# EXERCISE DETAILS
Give back only the lines from the one with "Indicate the dark curly" through the last line of the data, exactly as they appear.

# RECORD EXCERPTS
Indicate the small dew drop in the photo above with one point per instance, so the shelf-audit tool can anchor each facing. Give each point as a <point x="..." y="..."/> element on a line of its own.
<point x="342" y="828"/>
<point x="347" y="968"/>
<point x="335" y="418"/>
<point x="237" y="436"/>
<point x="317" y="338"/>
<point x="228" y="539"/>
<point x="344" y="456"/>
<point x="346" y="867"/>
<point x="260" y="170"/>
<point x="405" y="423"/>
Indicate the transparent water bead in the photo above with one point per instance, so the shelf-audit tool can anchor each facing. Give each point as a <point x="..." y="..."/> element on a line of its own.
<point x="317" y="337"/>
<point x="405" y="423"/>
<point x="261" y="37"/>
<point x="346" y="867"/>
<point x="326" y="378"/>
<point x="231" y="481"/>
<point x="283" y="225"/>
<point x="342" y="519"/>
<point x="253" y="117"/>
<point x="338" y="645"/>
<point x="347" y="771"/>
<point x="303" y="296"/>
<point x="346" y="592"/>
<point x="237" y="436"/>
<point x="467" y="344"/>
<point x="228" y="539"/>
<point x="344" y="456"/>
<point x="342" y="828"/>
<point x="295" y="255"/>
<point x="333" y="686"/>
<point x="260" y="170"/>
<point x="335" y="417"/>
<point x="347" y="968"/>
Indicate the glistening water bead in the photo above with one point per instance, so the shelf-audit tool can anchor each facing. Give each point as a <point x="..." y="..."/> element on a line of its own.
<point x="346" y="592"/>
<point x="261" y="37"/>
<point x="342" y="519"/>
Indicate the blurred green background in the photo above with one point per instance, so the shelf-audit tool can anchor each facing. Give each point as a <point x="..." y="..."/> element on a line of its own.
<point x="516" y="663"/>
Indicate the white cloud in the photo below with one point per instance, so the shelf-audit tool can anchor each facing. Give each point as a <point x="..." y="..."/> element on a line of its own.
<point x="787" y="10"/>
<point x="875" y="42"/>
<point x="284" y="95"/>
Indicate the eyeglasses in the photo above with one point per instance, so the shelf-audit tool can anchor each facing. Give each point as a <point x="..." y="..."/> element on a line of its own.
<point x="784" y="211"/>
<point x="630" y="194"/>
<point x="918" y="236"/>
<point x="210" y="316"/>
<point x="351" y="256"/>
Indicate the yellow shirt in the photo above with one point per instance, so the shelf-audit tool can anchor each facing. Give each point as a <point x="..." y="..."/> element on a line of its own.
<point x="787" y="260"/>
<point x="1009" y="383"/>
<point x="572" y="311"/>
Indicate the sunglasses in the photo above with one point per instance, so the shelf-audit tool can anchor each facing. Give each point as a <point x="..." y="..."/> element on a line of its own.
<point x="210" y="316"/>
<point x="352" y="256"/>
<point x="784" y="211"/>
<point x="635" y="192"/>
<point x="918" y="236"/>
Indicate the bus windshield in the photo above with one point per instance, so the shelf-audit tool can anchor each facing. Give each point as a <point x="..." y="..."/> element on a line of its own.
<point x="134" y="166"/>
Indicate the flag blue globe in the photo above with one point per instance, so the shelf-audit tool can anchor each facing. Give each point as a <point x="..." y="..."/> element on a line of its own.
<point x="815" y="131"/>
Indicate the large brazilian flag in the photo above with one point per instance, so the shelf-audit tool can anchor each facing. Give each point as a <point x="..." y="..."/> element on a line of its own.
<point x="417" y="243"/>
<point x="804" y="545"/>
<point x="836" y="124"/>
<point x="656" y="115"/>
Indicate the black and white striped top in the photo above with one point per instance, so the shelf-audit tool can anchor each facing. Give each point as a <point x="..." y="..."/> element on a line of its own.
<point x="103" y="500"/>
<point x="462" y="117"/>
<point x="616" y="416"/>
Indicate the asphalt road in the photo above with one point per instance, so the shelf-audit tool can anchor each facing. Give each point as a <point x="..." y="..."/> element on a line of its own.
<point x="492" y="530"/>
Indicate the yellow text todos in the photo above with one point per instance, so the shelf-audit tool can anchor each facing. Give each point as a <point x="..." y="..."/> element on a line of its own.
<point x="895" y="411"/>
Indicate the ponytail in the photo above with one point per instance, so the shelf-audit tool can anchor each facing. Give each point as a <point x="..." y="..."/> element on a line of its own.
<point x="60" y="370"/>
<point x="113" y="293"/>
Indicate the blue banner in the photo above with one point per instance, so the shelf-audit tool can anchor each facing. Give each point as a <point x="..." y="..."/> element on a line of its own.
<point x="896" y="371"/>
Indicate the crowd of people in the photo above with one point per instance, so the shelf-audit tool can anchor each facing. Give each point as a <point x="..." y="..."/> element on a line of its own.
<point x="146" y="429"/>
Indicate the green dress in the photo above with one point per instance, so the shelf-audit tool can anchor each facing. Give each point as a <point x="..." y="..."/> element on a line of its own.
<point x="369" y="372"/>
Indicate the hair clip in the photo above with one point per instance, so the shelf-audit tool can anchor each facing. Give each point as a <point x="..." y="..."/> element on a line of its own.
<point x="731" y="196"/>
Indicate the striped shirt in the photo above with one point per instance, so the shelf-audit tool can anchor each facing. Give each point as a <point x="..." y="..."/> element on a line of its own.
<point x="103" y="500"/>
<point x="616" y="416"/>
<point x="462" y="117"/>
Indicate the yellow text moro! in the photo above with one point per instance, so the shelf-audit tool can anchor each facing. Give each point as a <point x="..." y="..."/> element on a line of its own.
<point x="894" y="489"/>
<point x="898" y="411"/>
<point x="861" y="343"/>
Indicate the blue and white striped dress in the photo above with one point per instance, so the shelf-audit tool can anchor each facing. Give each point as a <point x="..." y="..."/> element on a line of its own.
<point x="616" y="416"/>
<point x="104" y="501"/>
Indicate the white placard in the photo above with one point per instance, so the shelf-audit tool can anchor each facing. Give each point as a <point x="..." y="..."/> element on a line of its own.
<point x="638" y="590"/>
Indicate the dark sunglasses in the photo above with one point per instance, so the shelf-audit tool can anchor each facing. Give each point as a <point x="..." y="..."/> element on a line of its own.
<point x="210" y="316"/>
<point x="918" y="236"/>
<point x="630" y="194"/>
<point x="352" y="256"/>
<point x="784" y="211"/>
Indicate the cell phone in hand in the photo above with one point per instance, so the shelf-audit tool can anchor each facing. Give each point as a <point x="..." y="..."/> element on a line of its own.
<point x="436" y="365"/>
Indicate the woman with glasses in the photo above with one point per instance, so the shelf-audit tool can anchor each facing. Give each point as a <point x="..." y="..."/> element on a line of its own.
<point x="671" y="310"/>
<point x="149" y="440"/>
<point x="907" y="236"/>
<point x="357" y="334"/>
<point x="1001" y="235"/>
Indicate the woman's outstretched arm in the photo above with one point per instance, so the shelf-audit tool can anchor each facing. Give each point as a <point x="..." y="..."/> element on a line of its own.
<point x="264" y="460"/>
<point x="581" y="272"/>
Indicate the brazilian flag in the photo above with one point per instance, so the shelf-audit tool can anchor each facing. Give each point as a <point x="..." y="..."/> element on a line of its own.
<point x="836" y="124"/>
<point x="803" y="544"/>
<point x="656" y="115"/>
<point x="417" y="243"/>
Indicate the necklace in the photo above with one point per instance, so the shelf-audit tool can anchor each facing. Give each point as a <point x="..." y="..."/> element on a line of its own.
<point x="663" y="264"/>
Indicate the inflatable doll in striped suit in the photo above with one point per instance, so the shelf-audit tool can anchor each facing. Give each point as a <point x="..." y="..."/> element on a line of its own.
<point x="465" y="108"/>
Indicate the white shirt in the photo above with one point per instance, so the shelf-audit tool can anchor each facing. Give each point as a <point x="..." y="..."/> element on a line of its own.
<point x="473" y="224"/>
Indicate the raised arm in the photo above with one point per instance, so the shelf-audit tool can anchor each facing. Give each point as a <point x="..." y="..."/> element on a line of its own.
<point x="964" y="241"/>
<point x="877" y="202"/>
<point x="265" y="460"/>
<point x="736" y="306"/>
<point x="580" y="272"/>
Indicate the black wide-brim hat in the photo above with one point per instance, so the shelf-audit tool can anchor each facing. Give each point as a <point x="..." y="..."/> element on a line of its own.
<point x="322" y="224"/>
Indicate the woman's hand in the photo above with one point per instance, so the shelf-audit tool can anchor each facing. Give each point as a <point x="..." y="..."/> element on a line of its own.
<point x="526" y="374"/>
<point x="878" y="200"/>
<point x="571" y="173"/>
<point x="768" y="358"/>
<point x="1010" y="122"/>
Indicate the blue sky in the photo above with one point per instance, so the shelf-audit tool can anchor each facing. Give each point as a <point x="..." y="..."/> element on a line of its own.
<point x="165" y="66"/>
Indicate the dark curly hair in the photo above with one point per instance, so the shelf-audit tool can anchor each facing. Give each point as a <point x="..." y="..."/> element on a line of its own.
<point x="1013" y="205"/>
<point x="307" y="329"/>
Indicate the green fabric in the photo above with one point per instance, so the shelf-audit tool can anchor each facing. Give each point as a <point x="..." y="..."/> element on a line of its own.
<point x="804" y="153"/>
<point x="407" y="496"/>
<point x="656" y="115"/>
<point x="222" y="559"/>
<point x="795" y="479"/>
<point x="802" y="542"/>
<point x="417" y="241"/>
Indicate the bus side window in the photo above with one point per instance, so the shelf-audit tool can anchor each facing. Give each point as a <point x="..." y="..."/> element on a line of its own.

# RESPONSE
Indicate the dark curly hair in the photo above with one point per instance, so the shelf-audit tool can anchor each facing. Give each point as a <point x="..." y="..."/> element on a line of its own.
<point x="1013" y="205"/>
<point x="307" y="329"/>
Indicate the green fabric in the photo above with one point per instance, so the shelf-audit tool can anchor each facing. Give each point as a <point x="..." y="..."/> element on a line of its own.
<point x="804" y="153"/>
<point x="407" y="496"/>
<point x="656" y="115"/>
<point x="222" y="559"/>
<point x="795" y="479"/>
<point x="802" y="542"/>
<point x="417" y="241"/>
Indicate the bus side window in the photo above with one point per instance, so the shelf-audit tool can anchor each facing. Give each point as a <point x="..." y="..."/> element on a line of its own.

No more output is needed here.